- To do:
Return every line in the records that contains the string "outlines".

- Data for processing:
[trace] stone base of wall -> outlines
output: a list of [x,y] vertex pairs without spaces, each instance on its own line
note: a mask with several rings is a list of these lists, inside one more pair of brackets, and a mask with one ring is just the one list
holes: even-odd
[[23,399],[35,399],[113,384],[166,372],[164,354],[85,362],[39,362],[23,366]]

* * *

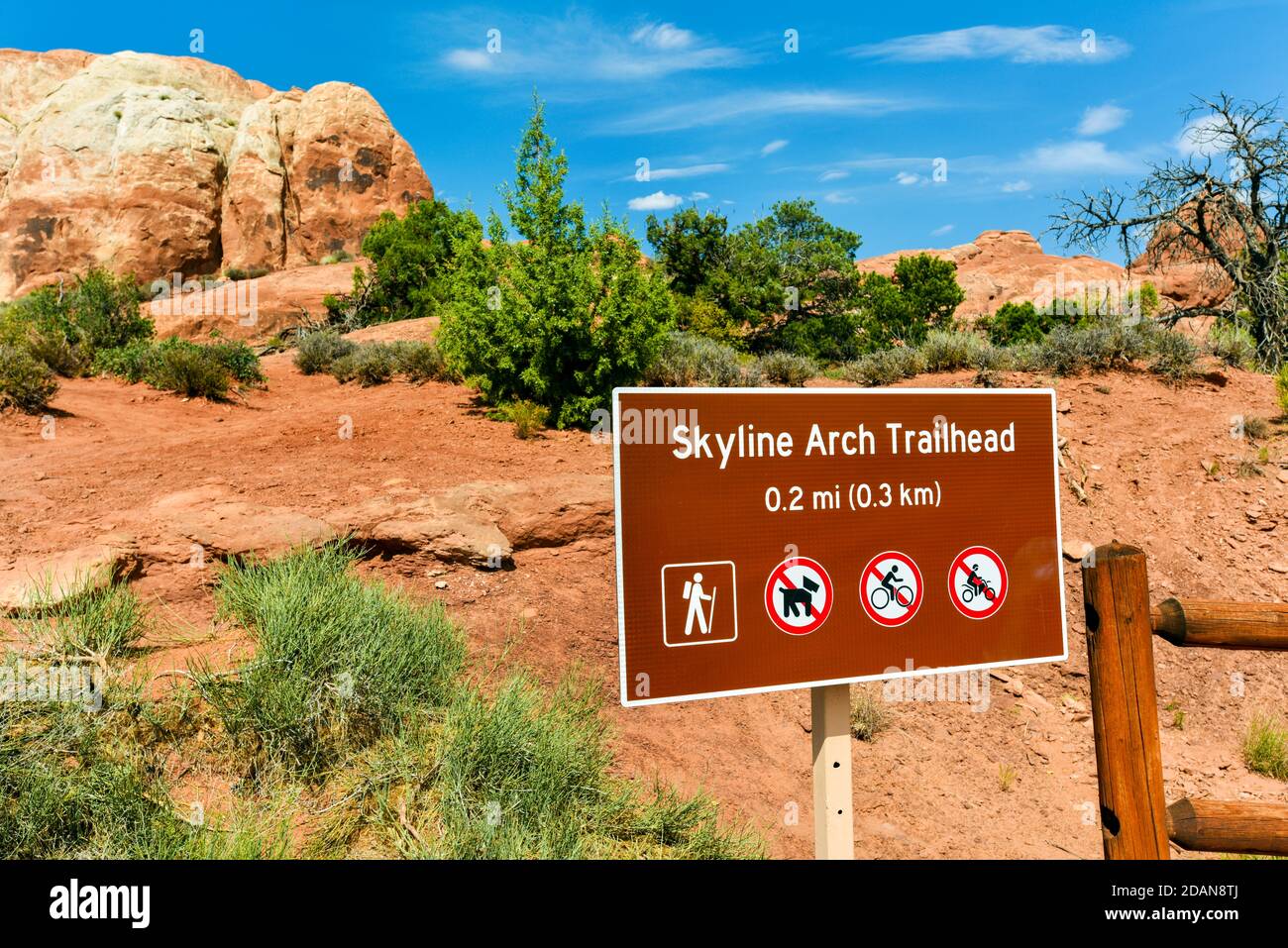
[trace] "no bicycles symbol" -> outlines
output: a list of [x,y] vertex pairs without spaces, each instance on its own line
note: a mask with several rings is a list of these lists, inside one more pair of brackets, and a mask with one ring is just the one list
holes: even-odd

---

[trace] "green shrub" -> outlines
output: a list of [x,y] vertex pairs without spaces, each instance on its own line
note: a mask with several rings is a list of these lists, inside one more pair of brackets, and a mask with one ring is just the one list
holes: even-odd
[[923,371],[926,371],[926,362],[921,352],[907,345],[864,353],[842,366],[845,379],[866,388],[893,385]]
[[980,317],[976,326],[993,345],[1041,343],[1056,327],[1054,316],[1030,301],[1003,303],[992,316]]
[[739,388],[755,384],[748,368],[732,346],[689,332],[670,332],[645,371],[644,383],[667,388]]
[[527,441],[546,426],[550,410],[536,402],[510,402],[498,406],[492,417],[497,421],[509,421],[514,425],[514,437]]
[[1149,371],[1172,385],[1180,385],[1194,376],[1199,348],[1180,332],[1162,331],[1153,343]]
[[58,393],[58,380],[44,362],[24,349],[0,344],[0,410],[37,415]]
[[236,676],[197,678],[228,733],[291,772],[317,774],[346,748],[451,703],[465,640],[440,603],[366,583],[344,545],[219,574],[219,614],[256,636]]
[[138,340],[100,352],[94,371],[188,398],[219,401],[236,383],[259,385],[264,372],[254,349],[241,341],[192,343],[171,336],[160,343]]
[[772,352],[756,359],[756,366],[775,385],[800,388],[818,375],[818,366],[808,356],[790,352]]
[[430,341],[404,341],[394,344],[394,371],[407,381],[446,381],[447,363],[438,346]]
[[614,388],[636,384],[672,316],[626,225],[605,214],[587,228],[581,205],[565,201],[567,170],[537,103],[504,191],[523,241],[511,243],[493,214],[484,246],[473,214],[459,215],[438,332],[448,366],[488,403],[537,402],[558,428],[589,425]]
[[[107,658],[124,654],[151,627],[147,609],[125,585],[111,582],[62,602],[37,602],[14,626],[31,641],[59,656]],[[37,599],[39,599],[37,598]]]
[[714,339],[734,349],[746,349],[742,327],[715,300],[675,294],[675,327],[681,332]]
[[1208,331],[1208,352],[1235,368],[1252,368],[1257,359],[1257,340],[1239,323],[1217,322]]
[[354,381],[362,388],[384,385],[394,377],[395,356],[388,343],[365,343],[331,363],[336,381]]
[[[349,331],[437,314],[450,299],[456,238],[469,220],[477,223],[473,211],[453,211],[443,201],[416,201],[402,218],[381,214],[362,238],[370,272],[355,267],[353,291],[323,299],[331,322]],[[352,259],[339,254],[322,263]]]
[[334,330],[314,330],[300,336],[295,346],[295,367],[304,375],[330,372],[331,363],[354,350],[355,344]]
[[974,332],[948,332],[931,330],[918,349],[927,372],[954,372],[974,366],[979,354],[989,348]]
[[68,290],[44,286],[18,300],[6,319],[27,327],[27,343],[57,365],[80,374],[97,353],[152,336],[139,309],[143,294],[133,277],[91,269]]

- Output:
[trace] stone base of wall -> outlines
[trace] "no bicycles symbol" -> outlines
[trace] "green shrub" -> outlines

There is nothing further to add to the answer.